» **EXERCISES**
(1) Copy out the Vet on the Edge post starting with "My younger sister" and going on through "- passed away.", swapping "Alaska" for "Montana".
(2) Write the next part of the Vet on the Edge post, picking up right after its last sentence.

» **READING TEXT**

• • • • • • •

Well hey there… I’m not your usual host, I’m her older sister stepping in to bring you up to date.
If your usual Vet were here, she'd surely say… “I’m SO sorry I’ve neglected my story telling duties, but it was for a REALLY good reason. I’ve been busy with changes in my job, and visiting my family, and I just needed a little sabbatical.”
If she were here. Which, sadly, she is not.
So you have me.
My younger sister was a wickedly smart, hugely talented, quirky, endlessly entertaining, complex, independent, and occasionally troubled Veterinarian who practiced her passion in the only place she could imagine living, Alaska. And she finally did take that sabbatical. One from which we will not see her return. In May, 2013, the Vet on the Edge - my sister - passed away.
If you have followed along with her tales of life in the wild, you know that a while back she had pneumonia. Although she had technically recovered, I think it took a much greater toll than any of us but her knew. Some of those closest to her were concerned for her health, but she chose to struggle with it alone, and in May that struggle came to an end.
She will be sadly and sorely missed. There are many years of tales that should be following here that she will not get to tell you. But if you will pull up your chairs one more time, I will tell you a tale of my own, one about your host and narrator, about a talented and funny Veterinarian who lived in the wild land of Alaska. About the little sister she once was.

• • • • • • •

» **DATA ROWS**
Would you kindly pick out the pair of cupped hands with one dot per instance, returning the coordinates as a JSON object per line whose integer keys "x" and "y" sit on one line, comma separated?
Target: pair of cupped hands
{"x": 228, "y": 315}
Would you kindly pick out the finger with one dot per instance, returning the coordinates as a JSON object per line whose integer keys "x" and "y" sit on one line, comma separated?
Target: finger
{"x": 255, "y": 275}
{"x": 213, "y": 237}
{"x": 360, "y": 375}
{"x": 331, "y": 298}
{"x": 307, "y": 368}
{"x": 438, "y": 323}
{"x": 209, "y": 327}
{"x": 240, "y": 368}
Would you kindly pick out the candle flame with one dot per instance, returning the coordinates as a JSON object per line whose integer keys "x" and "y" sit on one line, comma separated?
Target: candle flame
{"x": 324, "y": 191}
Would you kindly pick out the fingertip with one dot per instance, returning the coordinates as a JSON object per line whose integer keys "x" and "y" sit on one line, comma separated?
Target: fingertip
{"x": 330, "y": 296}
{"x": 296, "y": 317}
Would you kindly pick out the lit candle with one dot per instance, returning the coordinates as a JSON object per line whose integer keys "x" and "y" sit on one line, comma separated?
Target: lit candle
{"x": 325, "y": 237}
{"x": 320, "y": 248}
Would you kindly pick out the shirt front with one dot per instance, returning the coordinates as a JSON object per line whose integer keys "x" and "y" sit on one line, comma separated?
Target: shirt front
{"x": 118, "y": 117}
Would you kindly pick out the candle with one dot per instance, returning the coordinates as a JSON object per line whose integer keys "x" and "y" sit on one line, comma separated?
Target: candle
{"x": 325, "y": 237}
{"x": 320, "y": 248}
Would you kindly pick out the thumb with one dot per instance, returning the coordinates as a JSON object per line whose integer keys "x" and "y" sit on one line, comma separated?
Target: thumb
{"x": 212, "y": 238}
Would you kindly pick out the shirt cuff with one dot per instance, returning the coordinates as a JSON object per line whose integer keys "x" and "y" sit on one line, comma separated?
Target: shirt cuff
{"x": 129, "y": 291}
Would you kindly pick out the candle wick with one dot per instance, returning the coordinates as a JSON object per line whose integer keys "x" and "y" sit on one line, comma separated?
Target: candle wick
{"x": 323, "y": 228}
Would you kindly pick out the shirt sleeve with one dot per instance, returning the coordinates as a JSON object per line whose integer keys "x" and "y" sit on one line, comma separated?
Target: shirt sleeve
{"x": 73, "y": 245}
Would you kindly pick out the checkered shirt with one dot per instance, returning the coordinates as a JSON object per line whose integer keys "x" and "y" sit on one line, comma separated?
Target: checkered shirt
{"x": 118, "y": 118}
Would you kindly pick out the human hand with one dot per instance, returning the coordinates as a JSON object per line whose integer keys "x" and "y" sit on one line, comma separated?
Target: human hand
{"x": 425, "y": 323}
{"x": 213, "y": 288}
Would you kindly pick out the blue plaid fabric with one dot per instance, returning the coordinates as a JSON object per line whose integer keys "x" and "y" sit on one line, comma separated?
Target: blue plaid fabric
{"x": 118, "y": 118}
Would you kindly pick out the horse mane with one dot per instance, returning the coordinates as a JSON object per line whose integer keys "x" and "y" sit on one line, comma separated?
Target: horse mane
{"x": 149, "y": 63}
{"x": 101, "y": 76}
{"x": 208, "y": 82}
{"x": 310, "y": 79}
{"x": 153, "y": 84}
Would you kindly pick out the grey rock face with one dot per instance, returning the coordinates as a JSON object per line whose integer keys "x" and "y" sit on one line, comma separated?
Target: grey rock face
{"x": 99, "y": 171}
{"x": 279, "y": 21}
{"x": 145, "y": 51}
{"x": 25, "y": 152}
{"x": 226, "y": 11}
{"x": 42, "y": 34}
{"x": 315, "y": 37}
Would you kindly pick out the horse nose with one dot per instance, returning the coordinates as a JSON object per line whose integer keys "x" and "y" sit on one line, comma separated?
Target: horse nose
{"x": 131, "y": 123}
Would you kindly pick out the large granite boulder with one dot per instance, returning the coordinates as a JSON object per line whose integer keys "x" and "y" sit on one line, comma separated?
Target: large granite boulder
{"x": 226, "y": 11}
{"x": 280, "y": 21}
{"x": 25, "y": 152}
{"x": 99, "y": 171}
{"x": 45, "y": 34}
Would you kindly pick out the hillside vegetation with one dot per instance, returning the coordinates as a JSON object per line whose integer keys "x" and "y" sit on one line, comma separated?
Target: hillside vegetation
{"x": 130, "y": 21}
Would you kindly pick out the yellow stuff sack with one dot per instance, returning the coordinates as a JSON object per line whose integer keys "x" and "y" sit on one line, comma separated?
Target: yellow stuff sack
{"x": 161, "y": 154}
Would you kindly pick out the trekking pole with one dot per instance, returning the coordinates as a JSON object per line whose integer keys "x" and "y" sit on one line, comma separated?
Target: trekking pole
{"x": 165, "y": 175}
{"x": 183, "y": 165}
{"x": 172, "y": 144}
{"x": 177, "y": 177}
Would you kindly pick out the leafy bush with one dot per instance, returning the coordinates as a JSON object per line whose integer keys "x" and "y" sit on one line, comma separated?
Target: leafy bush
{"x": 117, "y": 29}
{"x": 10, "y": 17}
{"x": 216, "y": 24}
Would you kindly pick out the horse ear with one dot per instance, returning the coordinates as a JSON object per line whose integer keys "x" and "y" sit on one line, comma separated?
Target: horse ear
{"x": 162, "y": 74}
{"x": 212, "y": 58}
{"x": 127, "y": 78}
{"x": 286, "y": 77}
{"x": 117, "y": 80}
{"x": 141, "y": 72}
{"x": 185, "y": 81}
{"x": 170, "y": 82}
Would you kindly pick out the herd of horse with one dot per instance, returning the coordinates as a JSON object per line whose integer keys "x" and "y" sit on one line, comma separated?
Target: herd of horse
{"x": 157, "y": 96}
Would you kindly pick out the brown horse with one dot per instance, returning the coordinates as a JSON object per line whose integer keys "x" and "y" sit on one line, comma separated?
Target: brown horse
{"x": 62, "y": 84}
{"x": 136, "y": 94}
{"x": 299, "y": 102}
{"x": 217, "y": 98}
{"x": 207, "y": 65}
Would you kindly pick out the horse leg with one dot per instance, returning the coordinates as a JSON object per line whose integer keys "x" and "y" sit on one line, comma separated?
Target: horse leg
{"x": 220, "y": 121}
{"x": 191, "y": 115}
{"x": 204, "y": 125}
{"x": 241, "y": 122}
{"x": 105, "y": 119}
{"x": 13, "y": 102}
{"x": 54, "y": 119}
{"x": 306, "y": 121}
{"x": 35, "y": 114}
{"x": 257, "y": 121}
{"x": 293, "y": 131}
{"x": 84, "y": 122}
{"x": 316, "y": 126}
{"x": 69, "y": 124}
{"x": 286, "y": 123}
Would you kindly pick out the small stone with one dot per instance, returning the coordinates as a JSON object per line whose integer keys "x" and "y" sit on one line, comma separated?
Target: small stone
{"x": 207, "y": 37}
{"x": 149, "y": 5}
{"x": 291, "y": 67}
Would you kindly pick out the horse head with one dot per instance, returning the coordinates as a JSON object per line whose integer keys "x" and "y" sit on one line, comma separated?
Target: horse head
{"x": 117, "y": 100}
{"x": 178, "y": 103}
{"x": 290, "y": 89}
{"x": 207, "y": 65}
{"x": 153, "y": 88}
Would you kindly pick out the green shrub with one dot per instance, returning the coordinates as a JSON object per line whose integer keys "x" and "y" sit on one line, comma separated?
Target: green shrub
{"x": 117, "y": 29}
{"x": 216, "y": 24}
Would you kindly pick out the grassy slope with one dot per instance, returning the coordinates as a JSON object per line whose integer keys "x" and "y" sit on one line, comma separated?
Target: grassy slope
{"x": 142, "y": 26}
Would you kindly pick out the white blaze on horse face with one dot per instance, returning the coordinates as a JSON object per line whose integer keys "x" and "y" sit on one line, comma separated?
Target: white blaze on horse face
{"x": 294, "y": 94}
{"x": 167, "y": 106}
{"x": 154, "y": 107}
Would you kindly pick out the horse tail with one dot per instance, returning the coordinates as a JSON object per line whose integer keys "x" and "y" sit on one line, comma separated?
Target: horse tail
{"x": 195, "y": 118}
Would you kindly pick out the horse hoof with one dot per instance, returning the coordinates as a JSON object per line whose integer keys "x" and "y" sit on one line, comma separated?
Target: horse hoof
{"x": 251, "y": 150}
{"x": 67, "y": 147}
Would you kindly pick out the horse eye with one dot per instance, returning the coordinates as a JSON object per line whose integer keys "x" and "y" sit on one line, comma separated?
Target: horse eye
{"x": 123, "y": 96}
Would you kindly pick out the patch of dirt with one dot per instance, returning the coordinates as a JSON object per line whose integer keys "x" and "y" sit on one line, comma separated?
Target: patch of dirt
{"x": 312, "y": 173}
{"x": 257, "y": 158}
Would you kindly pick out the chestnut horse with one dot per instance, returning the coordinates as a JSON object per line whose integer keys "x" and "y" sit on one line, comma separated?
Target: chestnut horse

• • • • • • •

» **EXPECTED RESPONSES**
(1)
My younger sister was a wickedly smart, hugely talented, quirky, endlessly entertaining, complex, independent, and occasionally troubled Veterinarian who practiced her passion in the only place she could imagine living, Montana. And she finally did take that sabbatical. One from which we will not see her return. In May, 2013, the Vet on the Edge - my sister - passed away.

(2)
I suppose I should tell you who I am. I’m the older sister, the one who, much to our mother’s dismay, took shears to my sister’s hair when she was three… something she remembers clearly and I remember not at all. Except, of course, from the many times it’s been told at family functions as part of our family’s oral legacy.
I am the missing sister. Our mom thinks of me as Haley’s Comet flying into the family’s night sky just once every 72 years. Our dad once referred to me as the geigenshine – the trail of particles left behind as the earth travels through space – something even astronomers rarely see. My nieces and nephews think of me as a unicorn – an exotic creature with mystical powers that they all know lives in the forest, but that they only barely catch glimpses of.
What they say is true. In one sense my sister and I have not been close since I left home at 15. Our relationship has been one of intermittent phone calls and rarer emails, often occasioned by my need of some veterinary advice. We did not keep up with the details of each other’s lives. And yet, once she’d helped me work through some veterinary conundrum, the conversation would bounce and spring and dash in all directions like spring lambs cavorting in the grass. My husband would shake his head and chuckle that any two people could talk so fast and leap so quick and never miss a beat.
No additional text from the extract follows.